Extrait du texte:
Quelques paroles de Rudolph Steiner lors d’un
échanges avec les jeunes de l’Ecole Waldorf de Stuttgart, le 16 janvier
1923. Ces propos sont rapportés par le Dr W. J. Stein, qui enseignait
l’histoire dans cette classe
- Dites moi à quelle époque c’est passé ce que votre maître vous a raconté ?
Les enfants répondirent :
- Au moyen-âge .
- Sans doute, dit le Dr Steiner , mais on peut préciser davantage.
Voyez-vous, au récit des aventures de Parzival, on peut très bien
reconnaître l’époque du huitième au neuvième siècle [1].
Ce furent des temps sanglants. Les hommes étaient habitués à vivre dans
le sang. Partout s’étendaient encore des forêts sauvages. On se battait
dans ces forêts. Partout on y consommait encore des sacrifices
sanglants. A travers ces forêts passaient de temps à autre des figures
lumineuses et claires, vêtues de cuirasses éclatantes. Lorsqu’elles
s’approchaient des lieux où habitaient le hommes dans la forêt, ceux-ci
se rassemblaient et discutaient entre eux et cessaient de se battre et
de piller.

Données affichées:
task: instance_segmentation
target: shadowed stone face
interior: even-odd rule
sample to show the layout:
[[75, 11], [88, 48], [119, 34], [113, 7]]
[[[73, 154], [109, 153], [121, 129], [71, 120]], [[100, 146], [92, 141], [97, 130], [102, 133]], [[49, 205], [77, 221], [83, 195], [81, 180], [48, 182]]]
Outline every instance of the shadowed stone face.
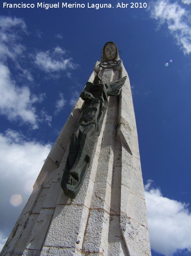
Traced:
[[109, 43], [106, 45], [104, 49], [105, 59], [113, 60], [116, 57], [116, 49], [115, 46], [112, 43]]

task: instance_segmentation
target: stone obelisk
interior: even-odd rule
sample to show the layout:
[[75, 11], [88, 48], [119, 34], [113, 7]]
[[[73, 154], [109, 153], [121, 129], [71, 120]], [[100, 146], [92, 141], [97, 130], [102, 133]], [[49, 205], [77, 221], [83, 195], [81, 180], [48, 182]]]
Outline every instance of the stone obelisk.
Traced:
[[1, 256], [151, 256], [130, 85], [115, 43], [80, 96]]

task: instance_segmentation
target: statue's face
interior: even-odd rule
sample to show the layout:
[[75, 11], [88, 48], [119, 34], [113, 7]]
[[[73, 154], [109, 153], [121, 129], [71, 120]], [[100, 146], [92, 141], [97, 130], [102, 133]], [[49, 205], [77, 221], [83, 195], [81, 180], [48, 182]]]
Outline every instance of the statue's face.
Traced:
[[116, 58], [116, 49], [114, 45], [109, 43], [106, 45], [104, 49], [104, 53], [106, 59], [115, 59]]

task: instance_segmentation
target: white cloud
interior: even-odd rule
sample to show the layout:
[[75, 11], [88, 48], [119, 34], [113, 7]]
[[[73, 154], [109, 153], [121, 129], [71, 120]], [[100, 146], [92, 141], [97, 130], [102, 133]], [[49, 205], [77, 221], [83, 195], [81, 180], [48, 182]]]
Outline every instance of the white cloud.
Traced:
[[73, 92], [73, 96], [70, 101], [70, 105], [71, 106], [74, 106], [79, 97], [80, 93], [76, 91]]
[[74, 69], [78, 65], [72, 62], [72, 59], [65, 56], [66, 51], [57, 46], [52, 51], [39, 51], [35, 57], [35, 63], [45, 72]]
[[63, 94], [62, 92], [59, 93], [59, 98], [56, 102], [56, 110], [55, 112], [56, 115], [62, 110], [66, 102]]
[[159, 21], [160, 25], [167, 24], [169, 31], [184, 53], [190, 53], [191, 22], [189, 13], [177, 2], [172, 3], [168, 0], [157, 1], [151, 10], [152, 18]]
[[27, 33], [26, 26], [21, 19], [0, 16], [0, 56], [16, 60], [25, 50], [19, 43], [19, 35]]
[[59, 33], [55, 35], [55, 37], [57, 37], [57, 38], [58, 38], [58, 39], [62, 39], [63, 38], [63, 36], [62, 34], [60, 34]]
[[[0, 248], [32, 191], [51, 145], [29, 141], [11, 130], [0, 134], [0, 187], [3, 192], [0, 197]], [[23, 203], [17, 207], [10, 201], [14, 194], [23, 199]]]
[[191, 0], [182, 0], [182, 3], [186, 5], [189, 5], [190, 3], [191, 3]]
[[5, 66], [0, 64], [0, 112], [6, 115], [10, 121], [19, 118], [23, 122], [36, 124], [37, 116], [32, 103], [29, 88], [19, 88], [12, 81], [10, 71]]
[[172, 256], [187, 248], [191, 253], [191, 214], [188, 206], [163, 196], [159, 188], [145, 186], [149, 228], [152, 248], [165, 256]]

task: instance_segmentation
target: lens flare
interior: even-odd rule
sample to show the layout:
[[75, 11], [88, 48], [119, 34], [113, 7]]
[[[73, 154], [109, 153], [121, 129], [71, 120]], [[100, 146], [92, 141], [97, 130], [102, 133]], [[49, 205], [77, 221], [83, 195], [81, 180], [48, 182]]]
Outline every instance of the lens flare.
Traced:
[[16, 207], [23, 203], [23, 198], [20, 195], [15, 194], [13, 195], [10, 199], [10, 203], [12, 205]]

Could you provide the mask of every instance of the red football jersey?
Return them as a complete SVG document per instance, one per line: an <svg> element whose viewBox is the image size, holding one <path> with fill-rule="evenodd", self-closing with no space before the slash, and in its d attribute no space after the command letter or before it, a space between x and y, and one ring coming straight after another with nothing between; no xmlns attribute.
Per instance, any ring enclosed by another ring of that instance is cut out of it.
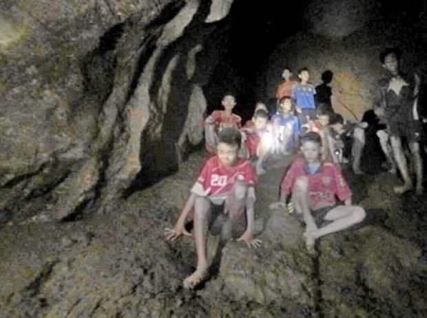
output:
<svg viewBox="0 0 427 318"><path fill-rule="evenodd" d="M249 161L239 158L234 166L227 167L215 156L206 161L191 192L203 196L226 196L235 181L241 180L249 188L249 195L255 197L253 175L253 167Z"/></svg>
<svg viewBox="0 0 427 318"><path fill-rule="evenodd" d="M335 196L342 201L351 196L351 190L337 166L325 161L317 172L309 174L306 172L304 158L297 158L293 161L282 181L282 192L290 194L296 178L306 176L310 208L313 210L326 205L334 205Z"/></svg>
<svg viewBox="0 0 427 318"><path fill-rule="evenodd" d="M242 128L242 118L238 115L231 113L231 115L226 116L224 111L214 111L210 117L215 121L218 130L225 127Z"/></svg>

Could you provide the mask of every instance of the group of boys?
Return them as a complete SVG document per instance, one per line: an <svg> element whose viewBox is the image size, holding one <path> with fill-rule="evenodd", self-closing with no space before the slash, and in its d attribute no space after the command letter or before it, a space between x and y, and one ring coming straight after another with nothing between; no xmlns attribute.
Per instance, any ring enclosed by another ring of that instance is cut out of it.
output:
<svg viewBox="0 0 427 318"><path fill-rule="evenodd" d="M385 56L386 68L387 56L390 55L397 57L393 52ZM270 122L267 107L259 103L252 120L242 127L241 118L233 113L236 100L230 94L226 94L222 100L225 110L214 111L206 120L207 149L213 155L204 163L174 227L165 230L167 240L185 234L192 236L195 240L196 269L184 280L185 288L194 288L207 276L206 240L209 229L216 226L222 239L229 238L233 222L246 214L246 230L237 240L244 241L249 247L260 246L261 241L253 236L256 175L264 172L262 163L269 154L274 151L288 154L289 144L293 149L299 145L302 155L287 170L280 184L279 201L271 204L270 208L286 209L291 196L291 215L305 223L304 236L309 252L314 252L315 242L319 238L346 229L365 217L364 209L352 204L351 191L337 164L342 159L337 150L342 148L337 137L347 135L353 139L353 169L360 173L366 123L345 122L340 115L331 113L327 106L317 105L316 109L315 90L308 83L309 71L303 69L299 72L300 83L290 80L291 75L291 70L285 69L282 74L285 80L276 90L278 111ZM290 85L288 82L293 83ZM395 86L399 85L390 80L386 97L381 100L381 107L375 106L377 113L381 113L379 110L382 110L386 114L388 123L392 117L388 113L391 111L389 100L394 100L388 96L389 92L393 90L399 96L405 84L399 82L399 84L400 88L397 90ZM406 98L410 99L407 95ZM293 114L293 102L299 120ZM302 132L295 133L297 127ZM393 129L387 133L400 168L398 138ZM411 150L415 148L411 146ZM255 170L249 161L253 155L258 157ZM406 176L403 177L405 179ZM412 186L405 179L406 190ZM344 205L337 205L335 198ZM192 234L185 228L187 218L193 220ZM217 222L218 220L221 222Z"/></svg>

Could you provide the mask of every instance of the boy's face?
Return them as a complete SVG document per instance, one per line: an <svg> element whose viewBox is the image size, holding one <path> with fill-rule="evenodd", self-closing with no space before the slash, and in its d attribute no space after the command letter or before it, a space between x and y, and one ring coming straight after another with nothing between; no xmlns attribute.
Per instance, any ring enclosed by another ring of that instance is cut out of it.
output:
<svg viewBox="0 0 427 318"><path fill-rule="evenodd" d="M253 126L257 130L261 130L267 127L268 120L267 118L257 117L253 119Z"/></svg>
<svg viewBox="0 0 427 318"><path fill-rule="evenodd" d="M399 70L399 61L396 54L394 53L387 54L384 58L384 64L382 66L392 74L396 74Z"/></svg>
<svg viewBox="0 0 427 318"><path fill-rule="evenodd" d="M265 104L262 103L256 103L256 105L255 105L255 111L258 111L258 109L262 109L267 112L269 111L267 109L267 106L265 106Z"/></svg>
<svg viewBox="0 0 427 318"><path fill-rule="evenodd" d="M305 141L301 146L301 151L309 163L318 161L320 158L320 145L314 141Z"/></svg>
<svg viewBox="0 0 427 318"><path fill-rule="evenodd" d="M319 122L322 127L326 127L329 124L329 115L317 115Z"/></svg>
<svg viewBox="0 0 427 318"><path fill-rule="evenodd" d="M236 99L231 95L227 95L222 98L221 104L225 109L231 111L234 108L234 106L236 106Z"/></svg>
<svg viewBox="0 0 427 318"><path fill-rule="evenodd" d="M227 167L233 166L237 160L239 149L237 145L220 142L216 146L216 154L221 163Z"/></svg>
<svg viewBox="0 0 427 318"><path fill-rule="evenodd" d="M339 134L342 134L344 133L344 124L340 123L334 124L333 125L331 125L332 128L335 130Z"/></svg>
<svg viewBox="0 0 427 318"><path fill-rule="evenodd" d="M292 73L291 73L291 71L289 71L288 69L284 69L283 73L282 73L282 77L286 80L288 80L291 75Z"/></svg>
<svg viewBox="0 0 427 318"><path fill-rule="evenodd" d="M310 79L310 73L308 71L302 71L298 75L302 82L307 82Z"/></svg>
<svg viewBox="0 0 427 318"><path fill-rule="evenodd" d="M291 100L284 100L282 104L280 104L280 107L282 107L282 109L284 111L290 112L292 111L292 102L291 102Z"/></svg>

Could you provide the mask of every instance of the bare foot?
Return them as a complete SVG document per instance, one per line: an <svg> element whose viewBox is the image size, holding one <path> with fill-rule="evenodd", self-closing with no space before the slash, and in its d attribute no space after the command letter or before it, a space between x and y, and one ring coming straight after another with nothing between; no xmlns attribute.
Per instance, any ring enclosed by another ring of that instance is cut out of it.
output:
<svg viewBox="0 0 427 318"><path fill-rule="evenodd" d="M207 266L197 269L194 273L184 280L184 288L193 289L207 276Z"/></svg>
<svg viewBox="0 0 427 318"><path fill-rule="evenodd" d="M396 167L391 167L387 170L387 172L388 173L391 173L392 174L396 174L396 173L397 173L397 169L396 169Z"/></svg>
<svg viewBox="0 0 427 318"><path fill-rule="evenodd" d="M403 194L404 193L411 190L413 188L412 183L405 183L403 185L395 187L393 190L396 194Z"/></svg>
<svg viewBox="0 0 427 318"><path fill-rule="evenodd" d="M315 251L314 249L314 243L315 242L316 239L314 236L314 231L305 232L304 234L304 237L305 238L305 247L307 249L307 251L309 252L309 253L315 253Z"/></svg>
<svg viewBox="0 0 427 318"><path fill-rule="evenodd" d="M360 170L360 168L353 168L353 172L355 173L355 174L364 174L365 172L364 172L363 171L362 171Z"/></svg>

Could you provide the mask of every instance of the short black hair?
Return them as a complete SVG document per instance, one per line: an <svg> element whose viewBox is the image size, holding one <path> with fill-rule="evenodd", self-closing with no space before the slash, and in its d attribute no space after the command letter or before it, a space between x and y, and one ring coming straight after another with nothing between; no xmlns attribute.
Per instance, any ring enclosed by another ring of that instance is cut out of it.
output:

Objectif: Dans l'extrait sur Parzival, relevez tout ce que faisaient les hommes de la forêt quand les figures lumineuses s'approchaient de leurs lieux de vie. Basez-vous seulement sur l'extrait.

Résultat de l'exercice:
- Ils se rassemblaient.
- Ils discutaient entre eux.
- Ils cessaient de se battre.
- Ils cessaient de piller.